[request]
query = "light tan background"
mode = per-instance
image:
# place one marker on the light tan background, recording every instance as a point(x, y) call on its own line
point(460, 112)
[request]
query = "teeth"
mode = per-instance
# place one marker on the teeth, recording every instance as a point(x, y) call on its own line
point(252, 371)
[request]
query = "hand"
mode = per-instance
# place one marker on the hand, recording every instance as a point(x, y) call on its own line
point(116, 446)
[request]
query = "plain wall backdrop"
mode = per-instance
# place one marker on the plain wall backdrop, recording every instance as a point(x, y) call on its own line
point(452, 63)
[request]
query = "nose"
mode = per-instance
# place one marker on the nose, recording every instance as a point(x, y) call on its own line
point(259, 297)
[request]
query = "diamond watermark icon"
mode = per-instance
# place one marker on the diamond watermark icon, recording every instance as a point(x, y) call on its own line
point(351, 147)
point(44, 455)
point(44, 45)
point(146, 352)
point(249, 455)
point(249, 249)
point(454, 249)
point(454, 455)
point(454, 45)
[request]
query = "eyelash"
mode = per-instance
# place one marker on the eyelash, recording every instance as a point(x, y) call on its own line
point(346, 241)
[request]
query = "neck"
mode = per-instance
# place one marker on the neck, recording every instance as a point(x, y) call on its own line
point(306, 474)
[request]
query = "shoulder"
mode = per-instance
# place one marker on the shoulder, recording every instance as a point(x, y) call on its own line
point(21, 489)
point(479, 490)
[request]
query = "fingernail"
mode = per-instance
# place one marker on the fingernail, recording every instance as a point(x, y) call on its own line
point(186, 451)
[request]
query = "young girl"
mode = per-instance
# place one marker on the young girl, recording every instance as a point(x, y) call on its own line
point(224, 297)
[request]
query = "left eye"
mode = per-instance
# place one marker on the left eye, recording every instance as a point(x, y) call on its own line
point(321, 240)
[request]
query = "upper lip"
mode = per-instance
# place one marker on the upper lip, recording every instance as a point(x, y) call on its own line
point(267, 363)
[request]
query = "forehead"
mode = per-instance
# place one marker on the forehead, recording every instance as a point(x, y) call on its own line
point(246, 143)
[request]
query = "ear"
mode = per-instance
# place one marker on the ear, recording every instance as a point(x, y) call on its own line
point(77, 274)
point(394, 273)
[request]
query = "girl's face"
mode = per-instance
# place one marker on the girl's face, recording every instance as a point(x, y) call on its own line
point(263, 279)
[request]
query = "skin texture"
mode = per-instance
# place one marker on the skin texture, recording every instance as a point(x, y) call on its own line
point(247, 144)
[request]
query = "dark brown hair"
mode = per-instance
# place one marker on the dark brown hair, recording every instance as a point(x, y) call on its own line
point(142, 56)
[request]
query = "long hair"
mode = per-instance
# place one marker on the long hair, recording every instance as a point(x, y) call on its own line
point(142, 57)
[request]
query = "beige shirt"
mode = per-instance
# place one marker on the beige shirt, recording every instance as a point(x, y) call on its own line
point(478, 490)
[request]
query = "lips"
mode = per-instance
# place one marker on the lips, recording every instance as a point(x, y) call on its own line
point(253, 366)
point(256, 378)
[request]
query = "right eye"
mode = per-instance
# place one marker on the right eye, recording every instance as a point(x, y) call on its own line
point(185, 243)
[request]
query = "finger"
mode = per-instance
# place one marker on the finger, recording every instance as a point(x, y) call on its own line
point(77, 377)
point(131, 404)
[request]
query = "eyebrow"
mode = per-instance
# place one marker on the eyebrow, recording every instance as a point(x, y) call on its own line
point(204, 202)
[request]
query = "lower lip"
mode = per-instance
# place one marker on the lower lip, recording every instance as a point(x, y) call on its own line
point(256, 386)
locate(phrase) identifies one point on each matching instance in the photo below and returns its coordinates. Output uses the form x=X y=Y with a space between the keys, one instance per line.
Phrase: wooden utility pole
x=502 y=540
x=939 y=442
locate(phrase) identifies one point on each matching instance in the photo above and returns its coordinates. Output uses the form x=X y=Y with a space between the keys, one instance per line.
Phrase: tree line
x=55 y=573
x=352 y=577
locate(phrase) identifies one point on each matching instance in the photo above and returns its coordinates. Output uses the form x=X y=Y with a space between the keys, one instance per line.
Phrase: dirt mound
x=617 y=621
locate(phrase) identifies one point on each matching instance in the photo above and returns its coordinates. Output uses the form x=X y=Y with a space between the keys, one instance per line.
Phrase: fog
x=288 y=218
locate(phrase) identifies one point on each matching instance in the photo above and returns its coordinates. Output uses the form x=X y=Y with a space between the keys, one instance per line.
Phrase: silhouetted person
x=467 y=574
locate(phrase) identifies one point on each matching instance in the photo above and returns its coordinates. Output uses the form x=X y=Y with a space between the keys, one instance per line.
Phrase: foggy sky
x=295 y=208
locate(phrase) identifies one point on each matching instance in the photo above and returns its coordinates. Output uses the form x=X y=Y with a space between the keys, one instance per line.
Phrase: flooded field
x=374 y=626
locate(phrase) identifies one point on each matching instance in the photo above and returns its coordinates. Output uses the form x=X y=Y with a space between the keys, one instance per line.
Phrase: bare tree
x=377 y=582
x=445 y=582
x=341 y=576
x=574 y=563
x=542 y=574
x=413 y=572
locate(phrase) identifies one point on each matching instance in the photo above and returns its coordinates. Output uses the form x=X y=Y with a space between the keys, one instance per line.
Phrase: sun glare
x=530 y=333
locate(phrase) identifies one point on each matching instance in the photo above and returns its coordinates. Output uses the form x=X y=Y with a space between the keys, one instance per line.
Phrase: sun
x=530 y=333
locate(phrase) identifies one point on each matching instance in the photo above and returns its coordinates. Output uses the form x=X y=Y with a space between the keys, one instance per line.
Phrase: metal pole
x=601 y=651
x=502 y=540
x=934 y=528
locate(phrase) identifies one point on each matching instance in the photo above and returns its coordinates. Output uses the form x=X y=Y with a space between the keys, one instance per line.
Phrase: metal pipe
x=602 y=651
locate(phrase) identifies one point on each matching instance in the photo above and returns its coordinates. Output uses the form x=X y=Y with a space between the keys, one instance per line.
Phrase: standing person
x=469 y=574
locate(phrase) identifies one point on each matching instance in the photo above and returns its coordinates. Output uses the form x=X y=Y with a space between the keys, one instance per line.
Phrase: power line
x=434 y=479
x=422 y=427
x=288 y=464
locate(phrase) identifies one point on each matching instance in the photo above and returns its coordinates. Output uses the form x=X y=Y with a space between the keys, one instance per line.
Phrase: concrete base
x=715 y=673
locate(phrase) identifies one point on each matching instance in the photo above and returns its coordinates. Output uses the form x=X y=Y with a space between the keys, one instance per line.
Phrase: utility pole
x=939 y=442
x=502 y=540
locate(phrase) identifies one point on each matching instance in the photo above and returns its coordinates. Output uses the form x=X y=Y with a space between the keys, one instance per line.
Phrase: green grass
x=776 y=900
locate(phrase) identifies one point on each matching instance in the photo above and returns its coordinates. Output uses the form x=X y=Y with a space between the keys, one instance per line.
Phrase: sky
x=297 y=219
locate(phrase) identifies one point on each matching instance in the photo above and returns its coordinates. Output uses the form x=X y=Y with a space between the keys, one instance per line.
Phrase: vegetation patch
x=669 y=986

::::

→ **WHAT YOU WILL DO**:
Everything in the listing above should be duplicated exactly.

→ **TASK RESPONSE**:
[request]
query = "light tan background"
mode = per-instance
image:
# place one marker on the light tan background, recording every instance as a point(x, y) call on its own line
point(460, 112)
[request]
query = "teeth"
mode = per-instance
# place one marker on the teeth, recording every instance as a point(x, y) call on its own line
point(252, 371)
[request]
query = "hand"
mode = per-instance
# place one marker on the hand, recording every instance as a point(x, y) call on its own line
point(116, 446)
[request]
query = "plain wall backdrop"
mode = per-instance
# place one marker on the plain wall backdrop, recording every instance as a point(x, y) call on its own line
point(452, 63)
[request]
query = "nose"
mode = per-instance
# place one marker on the nose, recording every instance as a point(x, y) call on its own line
point(259, 297)
[request]
query = "diamond watermark icon"
mode = per-instance
# place one marker on the diamond watermark icon, recording every instance as a point(x, y) call on its own line
point(351, 147)
point(44, 455)
point(44, 45)
point(146, 352)
point(249, 455)
point(249, 249)
point(454, 249)
point(454, 455)
point(454, 45)
[request]
query = "eyelash"
mode = per-instance
# place one marker on the eyelash, recording every instance as a point(x, y) call on its own line
point(346, 241)
[request]
query = "neck"
mode = per-instance
# place one marker on the neck, recording every instance as a point(x, y) call on its own line
point(306, 474)
[request]
query = "shoulder"
mode = per-instance
# place one marker on the shoulder, recording every instance as a point(x, y) call on its own line
point(21, 489)
point(479, 490)
[request]
query = "fingernail"
mode = per-instance
# place one marker on the fingernail, recording every instance as a point(x, y) call on its own line
point(186, 451)
[request]
query = "young girl"
mode = per-instance
# place one marker on the young girl, recording every instance as a point(x, y) call on its own line
point(224, 297)
[request]
query = "left eye"
mode = per-instance
# place one marker on the left eye, recording every instance as a point(x, y) call on its own line
point(321, 240)
[request]
query = "upper lip"
mode = per-instance
# place one marker on the upper lip, recording every instance as a point(x, y) call on its own line
point(267, 363)
[request]
query = "forehead"
mode = per-instance
# place one marker on the forehead, recording every instance as a point(x, y) call on its own line
point(246, 143)
[request]
query = "ear"
mode = per-instance
# place one marker on the ear, recording every instance as a point(x, y) call on its own line
point(77, 274)
point(394, 273)
[request]
query = "girl's face"
mode = per-instance
# place one marker on the girl's face, recording every instance as a point(x, y) call on its own line
point(263, 279)
[request]
query = "skin texture"
mode = per-instance
# place one marker on the skin texture, recording every instance as a point(x, y) call on its own line
point(247, 144)
[request]
query = "dark brown hair"
mode = per-instance
# place one marker on the dark brown hair, recording every instance as a point(x, y) call on its own line
point(142, 56)
[request]
query = "long hair"
mode = per-instance
# place one marker on the long hair, recording every instance as a point(x, y) call on its own line
point(142, 57)
[request]
query = "beige shirt"
mode = per-instance
# place one marker on the beige shirt, recording every instance as a point(x, y) call on its own line
point(478, 490)
[request]
query = "lips"
mode = per-instance
# place one marker on the lips, recording every instance as a point(x, y) call on its own line
point(253, 366)
point(256, 378)
[request]
query = "right eye"
mode = per-instance
# place one marker on the right eye, recording every instance as a point(x, y) call on its own line
point(185, 243)
[request]
query = "finger"
mode = per-instance
# place one marker on the finger, recording every instance as a point(x, y) call on its own line
point(77, 377)
point(131, 404)
[request]
query = "eyebrow"
mode = per-instance
# place one marker on the eyebrow, recording every instance as a point(x, y) call on its own line
point(204, 202)
[request]
query = "lower lip"
mode = per-instance
# place one marker on the lower lip, recording every instance as a point(x, y) call on its own line
point(256, 386)
locate(phrase) identifies one point on each matching instance in the photo below and returns its coordinates. Output uses the form x=X y=Y with a space between the keys, one instance per line.
Phrase: wooden utility pole
x=502 y=540
x=939 y=442
locate(phrase) identifies one point on each matching instance in the photo above and returns its coordinates. Output uses the form x=X y=Y with a space between the keys, one instance per line.
Phrase: tree line
x=55 y=573
x=352 y=577
locate(phrase) identifies one point on each matching instance in the photo above and returns its coordinates. Output uses the form x=X y=Y with a space between the keys, one instance per line.
Phrase: dirt mound
x=617 y=621
locate(phrase) identifies one point on each matching instance in the photo above and returns its coordinates. Output uses the form x=X y=Y with a space between the keys, one instance per line.
Phrase: fog
x=288 y=218
locate(phrase) identifies one point on each matching instance in the photo above and returns its coordinates. Output uses the form x=X y=Y with a space between the keys, one instance per line.
Phrase: silhouetted person
x=467 y=574
locate(phrase) identifies one point on each matching instance in the photo above and returns its coordinates. Output uses the form x=X y=Y with a space between the keys, one instance per line.
Phrase: foggy sky
x=295 y=208
locate(phrase) identifies one point on each matching instance in the photo above and returns its coordinates. Output uses the form x=X y=Y with a space between the keys, one instance per line.
Phrase: flooded field
x=374 y=626
locate(phrase) identifies one point on each matching instance in the photo above and returns its coordinates. Output uses the form x=X y=Y with a space between the keys, one instance per line.
Phrase: bare tree
x=377 y=582
x=445 y=582
x=341 y=576
x=574 y=563
x=542 y=574
x=413 y=572
locate(phrase) identifies one point on each matching instance in the photo above and returns its coordinates. Output uses the form x=X y=Y with a space between the keys, one instance per line.
Phrase: sun glare
x=530 y=333
locate(phrase) identifies one point on each matching instance in the photo above and returns its coordinates. Output uses the form x=X y=Y with a space between the keys, one instance per line.
Phrase: sun
x=530 y=333
locate(phrase) identifies one point on each matching instance in the photo above and returns its coordinates. Output uses the form x=X y=Y with a space between the keys, one instance per line.
Phrase: metal pole
x=601 y=651
x=502 y=540
x=934 y=528
locate(phrase) identifies one point on each matching instance in the photo above and returns its coordinates. Output uses the form x=X y=Y with a space between the keys, one instance per line.
Phrase: metal pipe
x=602 y=651
locate(phrase) identifies one point on each matching instance in the photo above and returns its coordinates. Output uses the form x=X y=Y with a space between the keys, one instance per line.
Phrase: standing person
x=469 y=574
locate(phrase) identifies one point on each matching instance in the photo above and returns its coordinates. Output uses the form x=X y=Y with a space between the keys, one instance per line.
Phrase: power line
x=434 y=479
x=422 y=427
x=288 y=464
locate(phrase) identifies one point on each matching instance in the photo above and returns its coordinates. Output uses the form x=X y=Y with a space between the keys, one instance per line.
Phrase: concrete base
x=715 y=673
locate(phrase) identifies one point on each matching instance in the photo above and returns its coordinates. Output uses the form x=X y=Y with a space between the keys, one instance per line.
Phrase: utility pole
x=939 y=442
x=502 y=540
locate(phrase) identifies one point on each matching instance in the photo above and returns its coordinates. Output uses the form x=X y=Y with a space between the keys, one instance per line.
Phrase: green grass
x=776 y=900
locate(phrase) identifies one point on each matching instance in the photo above and returns its coordinates. Output uses the form x=X y=Y with a space between the keys, one instance per line.
Phrase: sky
x=297 y=219
locate(phrase) identifies one point on each matching instance in the photo above and returns its coordinates. Output uses the form x=X y=Y with a space between the keys, one instance per line.
Phrase: vegetation patch
x=669 y=986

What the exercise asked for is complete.